*Provided records*.
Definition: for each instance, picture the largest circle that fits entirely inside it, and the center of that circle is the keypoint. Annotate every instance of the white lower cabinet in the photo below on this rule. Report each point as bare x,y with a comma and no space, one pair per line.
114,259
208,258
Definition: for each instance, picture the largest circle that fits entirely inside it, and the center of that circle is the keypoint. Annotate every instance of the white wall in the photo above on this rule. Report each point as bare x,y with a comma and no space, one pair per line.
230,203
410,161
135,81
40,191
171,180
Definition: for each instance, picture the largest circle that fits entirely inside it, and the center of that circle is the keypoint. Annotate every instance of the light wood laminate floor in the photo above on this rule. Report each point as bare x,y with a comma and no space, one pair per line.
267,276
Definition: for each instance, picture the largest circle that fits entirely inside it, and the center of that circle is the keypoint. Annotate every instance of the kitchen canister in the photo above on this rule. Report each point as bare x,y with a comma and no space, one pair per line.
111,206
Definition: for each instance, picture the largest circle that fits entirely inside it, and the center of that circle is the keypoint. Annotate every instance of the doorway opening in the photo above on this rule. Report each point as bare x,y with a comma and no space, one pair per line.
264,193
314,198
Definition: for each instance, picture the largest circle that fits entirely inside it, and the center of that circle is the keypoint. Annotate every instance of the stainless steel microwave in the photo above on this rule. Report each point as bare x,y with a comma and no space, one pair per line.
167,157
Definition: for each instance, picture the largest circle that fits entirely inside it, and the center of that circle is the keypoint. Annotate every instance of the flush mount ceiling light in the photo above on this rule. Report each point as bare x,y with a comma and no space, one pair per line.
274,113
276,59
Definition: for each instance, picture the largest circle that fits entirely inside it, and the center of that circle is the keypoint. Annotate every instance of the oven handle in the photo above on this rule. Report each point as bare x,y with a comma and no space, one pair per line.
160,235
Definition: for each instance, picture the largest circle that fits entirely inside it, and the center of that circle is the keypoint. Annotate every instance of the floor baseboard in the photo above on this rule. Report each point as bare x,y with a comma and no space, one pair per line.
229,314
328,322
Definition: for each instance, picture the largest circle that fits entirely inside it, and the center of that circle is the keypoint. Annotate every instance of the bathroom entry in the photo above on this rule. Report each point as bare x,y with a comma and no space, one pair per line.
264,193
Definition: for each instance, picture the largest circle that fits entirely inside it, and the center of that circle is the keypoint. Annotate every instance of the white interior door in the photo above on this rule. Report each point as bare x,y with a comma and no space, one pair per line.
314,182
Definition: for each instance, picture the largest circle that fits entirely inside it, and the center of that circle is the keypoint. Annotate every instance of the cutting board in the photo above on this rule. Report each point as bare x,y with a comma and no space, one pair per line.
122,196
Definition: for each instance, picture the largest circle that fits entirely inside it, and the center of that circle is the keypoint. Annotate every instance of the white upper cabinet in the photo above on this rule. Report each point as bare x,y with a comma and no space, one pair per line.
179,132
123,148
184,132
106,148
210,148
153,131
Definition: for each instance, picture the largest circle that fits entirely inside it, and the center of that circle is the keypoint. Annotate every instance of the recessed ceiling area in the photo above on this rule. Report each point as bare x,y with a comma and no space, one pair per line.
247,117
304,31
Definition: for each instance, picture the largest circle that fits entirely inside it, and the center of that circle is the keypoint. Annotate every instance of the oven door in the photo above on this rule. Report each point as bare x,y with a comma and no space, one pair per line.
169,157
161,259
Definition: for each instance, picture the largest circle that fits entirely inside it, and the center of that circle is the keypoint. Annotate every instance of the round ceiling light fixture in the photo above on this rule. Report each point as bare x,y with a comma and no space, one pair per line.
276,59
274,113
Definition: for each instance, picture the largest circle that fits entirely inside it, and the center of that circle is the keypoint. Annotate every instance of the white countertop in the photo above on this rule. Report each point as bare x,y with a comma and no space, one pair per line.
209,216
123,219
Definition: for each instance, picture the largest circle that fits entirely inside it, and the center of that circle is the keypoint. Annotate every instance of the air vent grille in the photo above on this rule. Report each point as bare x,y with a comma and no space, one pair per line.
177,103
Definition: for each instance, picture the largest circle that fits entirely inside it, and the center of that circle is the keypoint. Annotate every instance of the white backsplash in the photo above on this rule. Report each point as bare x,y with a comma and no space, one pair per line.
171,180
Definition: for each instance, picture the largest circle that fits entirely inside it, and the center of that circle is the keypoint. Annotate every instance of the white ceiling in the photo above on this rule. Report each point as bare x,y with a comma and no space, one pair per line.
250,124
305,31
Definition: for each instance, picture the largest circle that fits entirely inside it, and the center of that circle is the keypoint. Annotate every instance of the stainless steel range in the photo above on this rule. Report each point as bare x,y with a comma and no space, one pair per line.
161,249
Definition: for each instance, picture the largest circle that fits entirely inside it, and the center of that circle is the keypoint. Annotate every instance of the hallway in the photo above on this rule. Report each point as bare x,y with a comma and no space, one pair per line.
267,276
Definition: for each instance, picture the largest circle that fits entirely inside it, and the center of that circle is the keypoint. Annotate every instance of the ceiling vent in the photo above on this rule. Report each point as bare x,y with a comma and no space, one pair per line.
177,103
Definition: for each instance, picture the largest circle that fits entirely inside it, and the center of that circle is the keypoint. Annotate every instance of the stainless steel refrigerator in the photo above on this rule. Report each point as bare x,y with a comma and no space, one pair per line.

*What needs to be done*.
Extract every line of the material above, from the first to the last, and reproduce each one verbatim with no characters changed.

*Solution to the exercise*.
Definition: for each instance, picture the largest circle that fits entirely inside it, and the center of that circle is the keypoint. Annotate every instance of the white lower cabinet in the photo below on this rule. Report each point as bare x,y with a comma and no space, one pair per line.
114,259
208,258
Definition: for each instance, picture the largest circle that fits entirely inside it, and the center of that circle is the keypoint. Annotate every instance of the white wall in the photo above on this rule. Report each point as bare x,y with a comma and no space, one pair per line.
230,203
410,161
135,81
40,191
171,180
Definition: for each instance, picture the largest circle that fits entirely inside it, and the center of that circle is the keypoint. Annotate every instance of the light wood laminate floor in the photo above on this rule. Report each point as bare x,y with a comma and no space, one pair per line.
267,276
Definition: for each instance, picture the largest circle that fits entirely inside it, and the center of that circle is the keypoint. Annotate every instance of the kitchen canister in the photo above on this rule. Report each point as bare x,y with a comma and no space, one pair per line.
111,206
Definition: for each instance, picture the largest circle that fits entirely inside it, and the center of that circle is the keypoint. Annotate every instance of the doorway opening in the photo above on this rule. Report each point as bare x,y with a comma and no space, one pair per line.
264,193
314,198
Definition: for each instance, picture the largest circle that fits entirely inside it, and the center of that circle is the keypoint. Annotate every instance of the stainless steel microwave in the photo above on this rule. Report each point as bare x,y with a comma and no space, one pair per line.
167,157
Definition: for each instance, picture the largest circle that fits entirely inside it, and the center of that circle is the keypoint. Annotate every instance of the flush mount ceiling light in the photo above on this rule. Report each point as bare x,y with a comma and no space, one pair per line.
274,113
276,59
Definition: for each instance, picture the largest circle that fits entirely inside it, and the center of that circle is the keypoint. Annotate every instance of the oven handle in the photo above on this rule. Report each point as bare x,y with a comma and no space, one pair per line.
160,235
Definition: for each instance, picture the largest circle that fits entirely inside it, and the center of that circle is the keypoint. Annotate every instance of the floor baseboard in the photo above on this rule. Report each point as bare x,y with a comma and no space, one pair per line.
229,314
328,322
Definition: for each instance, picture the largest circle that fits entirely inside it, and the center of that circle is the keypoint. Annotate every instance of the bathroom entry in the photo above on this rule. Report each point as bare x,y with a comma and no space, one pair per line.
264,193
Definition: for each instance, picture the largest circle that fits entirely inside it, and the center of that circle is the keypoint. Annotate every instance of the white interior door in the photo above on this rule. Report each point as bare x,y with a comma and no space, one pair per line.
314,182
Definition: for each instance, picture the largest circle that fits entirely inside it, and the center of that circle is the keypoint. Annotate every instance of the cutting board in the photo above on this rule. Report each point as bare x,y with a comma and no space, one pair per line.
122,196
Definition: for each instance, picture the largest circle that fits entirely inside it, and the center of that circle is the keypoint. Annotate every instance of the white upper cabinet in the photo above on this rule. Report each point as bare x,y with a comma and no space, one pair per line.
179,132
123,148
184,132
106,148
210,148
153,131
Definition: for each instance, picture the largest circle that fits entirely inside it, and the center of that circle is the keypoint. Annotate every instance of the recessed ceiling area in the photo above on this rule. Report each point as bare x,y with a comma and no space, one pair per line.
247,117
304,31
Definition: for each instance, picture the largest circle that fits entirely inside it, and the center of that circle is the keypoint. Annotate every instance of the oven door in the photo above on this rule. Report each point as bare x,y with a comma and no space, one pair per line.
169,157
161,259
Definition: for each instance, picture the largest circle that fits entirely inside it, and the center of that circle is the keypoint. Annotate every instance of the round ceiling light fixture in the photo above on this rule. Report each point as bare x,y with a comma and no space, one pair per line.
276,59
274,113
Definition: for each instance, picture the largest circle that fits entirely inside it, and the center of that circle is the keypoint. Annotate every instance of the white countertop in the photo above on this rule. Report each point as bare x,y with a comma and no space, one pair per line.
209,216
123,219
Definition: for each instance, picture the largest circle that fits entirely inside it, and the center of that circle is the keypoint. Annotate every instance of the air vent grille in the photo above on this rule. Report each point as bare x,y with a comma and no space, one pair per line.
177,103
Definition: for each instance, picture the largest circle that fits entirely inside it, and the center of that circle is the keypoint. Annotate every instance of the white backsplash in the photo above on this rule. Report each point as bare x,y with a comma and no space, one pair per line.
171,180
Definition: for each instance, picture the largest circle that fits entirely inside it, and the center of that circle is the keypoint. Annotate every instance of the white ceiling in the photo above on this rule. Report each point as bare x,y with a comma and no space, one pair per line.
250,124
305,31
Definition: for each instance, picture the largest circle that fits entirely inside it, and the center of that circle is the keypoint. Annotate every instance of the stainless steel range in the photo above on this rule. Report each point as bare x,y with a comma and no space, one pair per line.
161,249
Definition: for each instance, picture the largest circle that fits entirely inside it, and the center of that circle is the keypoint. Annotate every instance of the hallway in the photo above on this rule. Report each point as bare x,y with a comma and no space, one pair per line.
267,276
Definition: for each instance, picture the largest circle that fits entirely inside it, and the center of that circle is the keypoint. Annotate every instance of the ceiling vent in the photo above on this rule. Report each point as bare x,y with a comma and no space, one pair per line.
177,103
Definition: for each instance, picture the largest circle that fits entirely inside it, and the center of that circle is the keypoint. Annotate every instance of the stainless steel refrigerator in the photo above on this rule. Report each point as bare x,y with a comma and no space, one pair per line.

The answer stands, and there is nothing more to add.